> _INFORMATION_
================

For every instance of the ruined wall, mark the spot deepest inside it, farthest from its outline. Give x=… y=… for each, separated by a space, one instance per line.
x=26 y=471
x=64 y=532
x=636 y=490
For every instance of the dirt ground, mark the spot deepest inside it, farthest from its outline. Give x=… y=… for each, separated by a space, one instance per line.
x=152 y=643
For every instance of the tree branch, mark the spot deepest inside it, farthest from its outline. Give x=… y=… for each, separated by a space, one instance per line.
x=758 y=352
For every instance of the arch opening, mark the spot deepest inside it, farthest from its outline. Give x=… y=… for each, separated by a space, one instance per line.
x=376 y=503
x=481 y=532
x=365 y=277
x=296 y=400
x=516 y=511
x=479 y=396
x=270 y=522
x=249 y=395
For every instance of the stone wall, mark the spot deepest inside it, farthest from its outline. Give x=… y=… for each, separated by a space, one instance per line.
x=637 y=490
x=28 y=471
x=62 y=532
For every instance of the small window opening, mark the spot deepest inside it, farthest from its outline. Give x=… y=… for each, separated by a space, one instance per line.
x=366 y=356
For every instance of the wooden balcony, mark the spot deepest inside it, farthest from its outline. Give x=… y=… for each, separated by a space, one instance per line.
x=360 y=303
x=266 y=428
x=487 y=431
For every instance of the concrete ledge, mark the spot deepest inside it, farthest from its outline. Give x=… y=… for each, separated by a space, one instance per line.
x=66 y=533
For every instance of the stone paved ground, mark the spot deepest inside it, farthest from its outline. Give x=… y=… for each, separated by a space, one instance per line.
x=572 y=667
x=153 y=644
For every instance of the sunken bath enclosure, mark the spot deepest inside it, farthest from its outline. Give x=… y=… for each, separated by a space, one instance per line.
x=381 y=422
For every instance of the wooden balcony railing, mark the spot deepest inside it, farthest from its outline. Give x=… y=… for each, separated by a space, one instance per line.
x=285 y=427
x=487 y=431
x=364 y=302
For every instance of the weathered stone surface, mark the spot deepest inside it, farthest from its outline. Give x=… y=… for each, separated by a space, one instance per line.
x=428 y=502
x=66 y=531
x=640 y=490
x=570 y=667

================

Reproduce the entries above in full, exactly as they read.

For every instance of the ruined wall, mark the spot deepest inside it, farthest from its outline. Give x=… y=… for each, separated by a space, one instance per line.
x=26 y=471
x=64 y=532
x=636 y=490
For every instance of the dirt ground, mark the spot deepest inside it, farthest from its outline. Give x=… y=… for each, separated by a space, one instance per line.
x=152 y=643
For every instance of the tree branch, mark the spot deepest inside it, farthest from its outline. Give x=… y=… for each, separated by a space, one instance per line.
x=758 y=352
For every instance of the arch opening, mark the spot deepest inside it, farthest from its outline. Give x=… y=… for each, separated by a space, one instance per line.
x=376 y=503
x=481 y=532
x=365 y=277
x=296 y=400
x=516 y=511
x=479 y=396
x=270 y=522
x=249 y=395
For every instance of the stone wall, mark the spot deepest inside it, farthest from its outline. Give x=… y=… for each, separated by a space, one instance per line.
x=637 y=490
x=28 y=471
x=62 y=532
For every instance of the small window opening, mark the spot deepest inside it, farthest from its outline. Give x=… y=… for each, separated by a space, one instance per line.
x=366 y=356
For every instance of the wooden balcony, mark the spot deepest inside it, farthest from its outline. Give x=… y=… for each, separated by a space, one instance per line.
x=360 y=303
x=266 y=428
x=487 y=431
For every instance of the concrete ledge, mark the spot deepest inside it, farthest from its outline. Give x=… y=… for each, separated by a space, one instance per line.
x=66 y=533
For every instance of the stone paved ground, mark the spot deepest inside it, farthest from its outline. Give x=… y=… for each, separated by a space, one instance per line.
x=572 y=667
x=153 y=644
For every instance of the sunken bath enclosure, mark the spot deepest inside it, farthest from its outline. Give x=… y=… for each, separated by a space, one instance per line.
x=381 y=422
For every instance of the wooden balcony railing, mark the spot deepest inside it, farthest from its outline. Give x=… y=… for each, separated by a space, one instance per line.
x=285 y=427
x=487 y=431
x=364 y=302
For every instance of the weathered stone surface, mark the spot deepest inside it, farthest from its outline. Give x=… y=… for each, separated by a space, one instance per line.
x=428 y=502
x=66 y=531
x=640 y=490
x=570 y=667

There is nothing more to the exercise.